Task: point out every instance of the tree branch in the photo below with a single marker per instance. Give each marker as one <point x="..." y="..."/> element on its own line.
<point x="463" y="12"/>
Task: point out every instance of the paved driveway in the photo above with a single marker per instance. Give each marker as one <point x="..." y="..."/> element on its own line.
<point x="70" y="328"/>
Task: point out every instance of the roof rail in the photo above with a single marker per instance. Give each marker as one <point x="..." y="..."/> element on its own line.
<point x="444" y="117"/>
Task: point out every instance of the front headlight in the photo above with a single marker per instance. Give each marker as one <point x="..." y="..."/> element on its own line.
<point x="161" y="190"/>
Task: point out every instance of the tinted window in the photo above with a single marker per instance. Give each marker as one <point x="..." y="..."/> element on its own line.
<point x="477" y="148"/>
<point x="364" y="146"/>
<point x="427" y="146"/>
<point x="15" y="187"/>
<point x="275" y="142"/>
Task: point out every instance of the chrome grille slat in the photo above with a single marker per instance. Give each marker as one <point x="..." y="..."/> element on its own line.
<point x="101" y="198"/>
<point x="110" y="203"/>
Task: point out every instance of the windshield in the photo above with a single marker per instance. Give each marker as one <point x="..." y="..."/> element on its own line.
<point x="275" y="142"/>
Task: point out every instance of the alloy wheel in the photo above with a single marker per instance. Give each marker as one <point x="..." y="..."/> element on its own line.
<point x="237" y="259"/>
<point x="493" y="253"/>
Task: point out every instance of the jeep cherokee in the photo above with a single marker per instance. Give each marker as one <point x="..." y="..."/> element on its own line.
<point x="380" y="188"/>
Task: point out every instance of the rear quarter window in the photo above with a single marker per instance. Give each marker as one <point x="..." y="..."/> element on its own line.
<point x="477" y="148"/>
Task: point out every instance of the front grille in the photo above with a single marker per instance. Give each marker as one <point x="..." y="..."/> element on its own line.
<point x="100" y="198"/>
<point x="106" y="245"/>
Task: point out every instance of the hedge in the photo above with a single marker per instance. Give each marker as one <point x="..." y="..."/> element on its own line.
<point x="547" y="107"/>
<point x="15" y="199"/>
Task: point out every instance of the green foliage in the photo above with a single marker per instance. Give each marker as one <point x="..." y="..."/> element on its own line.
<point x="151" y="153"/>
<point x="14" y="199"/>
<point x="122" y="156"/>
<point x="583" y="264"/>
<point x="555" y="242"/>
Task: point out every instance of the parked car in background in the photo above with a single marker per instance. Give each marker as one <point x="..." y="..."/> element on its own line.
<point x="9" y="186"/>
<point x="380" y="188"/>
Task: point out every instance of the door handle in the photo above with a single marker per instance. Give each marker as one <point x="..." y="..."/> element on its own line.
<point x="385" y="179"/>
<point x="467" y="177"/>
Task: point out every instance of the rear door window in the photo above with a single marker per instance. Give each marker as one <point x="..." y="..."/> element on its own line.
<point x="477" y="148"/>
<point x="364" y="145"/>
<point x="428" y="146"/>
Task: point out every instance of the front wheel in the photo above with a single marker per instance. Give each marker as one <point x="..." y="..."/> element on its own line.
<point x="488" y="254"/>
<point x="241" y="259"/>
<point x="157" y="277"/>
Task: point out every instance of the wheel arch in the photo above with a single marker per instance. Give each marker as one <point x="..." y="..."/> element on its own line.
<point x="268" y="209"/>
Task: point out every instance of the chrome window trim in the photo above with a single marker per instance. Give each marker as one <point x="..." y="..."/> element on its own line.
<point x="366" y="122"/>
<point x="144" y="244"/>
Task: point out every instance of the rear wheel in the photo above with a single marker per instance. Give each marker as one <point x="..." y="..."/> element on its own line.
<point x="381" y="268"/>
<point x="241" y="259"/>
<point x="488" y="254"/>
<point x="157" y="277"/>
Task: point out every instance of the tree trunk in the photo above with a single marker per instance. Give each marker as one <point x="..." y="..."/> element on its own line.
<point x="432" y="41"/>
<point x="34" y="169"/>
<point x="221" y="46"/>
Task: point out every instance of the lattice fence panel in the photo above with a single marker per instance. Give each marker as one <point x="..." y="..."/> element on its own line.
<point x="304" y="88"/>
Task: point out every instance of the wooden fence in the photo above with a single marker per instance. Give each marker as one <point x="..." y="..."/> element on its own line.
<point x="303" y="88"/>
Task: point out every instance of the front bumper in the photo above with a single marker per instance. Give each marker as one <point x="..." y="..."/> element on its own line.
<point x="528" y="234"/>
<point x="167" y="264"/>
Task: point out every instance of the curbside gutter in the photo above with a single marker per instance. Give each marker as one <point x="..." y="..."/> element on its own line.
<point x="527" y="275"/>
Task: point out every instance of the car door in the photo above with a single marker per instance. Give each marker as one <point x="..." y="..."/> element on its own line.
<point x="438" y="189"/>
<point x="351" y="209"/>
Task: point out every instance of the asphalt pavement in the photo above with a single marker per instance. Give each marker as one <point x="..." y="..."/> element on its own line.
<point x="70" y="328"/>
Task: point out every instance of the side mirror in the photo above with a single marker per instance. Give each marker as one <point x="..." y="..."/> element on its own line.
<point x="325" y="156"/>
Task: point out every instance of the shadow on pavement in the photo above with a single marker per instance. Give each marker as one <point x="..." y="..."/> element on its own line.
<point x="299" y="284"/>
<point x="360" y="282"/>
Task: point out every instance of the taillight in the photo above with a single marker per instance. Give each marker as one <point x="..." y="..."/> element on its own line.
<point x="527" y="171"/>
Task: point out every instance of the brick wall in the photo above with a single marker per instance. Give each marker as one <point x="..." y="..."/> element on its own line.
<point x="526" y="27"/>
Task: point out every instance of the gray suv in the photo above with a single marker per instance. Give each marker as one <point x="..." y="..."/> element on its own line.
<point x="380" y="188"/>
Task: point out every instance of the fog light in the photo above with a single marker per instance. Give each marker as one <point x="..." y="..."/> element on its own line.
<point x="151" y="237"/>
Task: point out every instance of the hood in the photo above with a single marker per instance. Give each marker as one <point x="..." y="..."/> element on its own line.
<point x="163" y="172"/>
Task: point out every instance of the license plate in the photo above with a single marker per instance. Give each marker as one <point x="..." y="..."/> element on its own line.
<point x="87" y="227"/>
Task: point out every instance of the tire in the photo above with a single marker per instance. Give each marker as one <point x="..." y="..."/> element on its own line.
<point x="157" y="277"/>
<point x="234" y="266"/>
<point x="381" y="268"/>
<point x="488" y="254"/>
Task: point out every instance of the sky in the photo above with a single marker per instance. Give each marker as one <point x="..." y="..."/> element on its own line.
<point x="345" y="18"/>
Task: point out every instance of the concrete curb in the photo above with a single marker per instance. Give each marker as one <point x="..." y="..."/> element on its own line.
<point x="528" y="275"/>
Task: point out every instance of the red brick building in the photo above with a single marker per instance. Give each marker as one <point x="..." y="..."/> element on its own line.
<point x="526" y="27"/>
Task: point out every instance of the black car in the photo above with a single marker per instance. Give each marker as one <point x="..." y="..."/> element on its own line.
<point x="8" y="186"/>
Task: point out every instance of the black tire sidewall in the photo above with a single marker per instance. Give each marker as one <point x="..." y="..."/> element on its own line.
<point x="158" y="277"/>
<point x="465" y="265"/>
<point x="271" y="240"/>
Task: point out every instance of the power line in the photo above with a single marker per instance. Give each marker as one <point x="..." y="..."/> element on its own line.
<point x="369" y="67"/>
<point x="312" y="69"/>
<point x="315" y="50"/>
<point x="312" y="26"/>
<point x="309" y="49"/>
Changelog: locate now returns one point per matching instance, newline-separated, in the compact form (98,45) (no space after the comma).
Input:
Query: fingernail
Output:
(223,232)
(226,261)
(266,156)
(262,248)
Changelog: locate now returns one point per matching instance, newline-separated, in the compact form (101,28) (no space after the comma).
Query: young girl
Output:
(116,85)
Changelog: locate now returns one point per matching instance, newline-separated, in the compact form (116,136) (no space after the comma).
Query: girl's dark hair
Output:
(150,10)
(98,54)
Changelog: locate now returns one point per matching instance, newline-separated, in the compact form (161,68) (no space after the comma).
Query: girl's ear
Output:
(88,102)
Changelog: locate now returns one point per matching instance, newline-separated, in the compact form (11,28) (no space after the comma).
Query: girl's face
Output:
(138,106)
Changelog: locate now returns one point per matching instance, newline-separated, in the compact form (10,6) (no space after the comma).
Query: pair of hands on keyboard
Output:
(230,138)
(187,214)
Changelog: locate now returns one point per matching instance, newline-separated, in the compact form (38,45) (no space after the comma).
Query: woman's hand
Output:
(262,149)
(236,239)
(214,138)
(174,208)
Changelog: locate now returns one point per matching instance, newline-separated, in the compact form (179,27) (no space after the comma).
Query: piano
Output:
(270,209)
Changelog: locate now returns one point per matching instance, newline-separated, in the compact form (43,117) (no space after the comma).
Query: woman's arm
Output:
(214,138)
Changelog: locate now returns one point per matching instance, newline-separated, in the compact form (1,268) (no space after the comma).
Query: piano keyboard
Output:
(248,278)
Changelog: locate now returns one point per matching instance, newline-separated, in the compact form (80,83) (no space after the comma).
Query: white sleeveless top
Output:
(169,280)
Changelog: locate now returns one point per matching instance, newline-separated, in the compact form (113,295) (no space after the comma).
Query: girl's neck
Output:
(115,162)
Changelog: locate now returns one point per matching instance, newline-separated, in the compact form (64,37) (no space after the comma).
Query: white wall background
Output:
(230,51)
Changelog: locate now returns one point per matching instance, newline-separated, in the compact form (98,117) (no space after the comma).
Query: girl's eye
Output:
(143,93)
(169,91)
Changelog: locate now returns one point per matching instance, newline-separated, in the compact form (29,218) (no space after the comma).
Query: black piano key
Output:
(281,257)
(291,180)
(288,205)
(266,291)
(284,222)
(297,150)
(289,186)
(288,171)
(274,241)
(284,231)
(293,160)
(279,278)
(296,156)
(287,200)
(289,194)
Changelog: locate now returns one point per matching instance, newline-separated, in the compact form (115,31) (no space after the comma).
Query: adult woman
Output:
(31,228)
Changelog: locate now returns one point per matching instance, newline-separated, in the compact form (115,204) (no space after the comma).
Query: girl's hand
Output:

____________________

Check each line above for the string "piano", then copy the ones that have it.

• **RESULT OF THE EXERCISE**:
Query: piano
Query: piano keyboard
Query: black piano key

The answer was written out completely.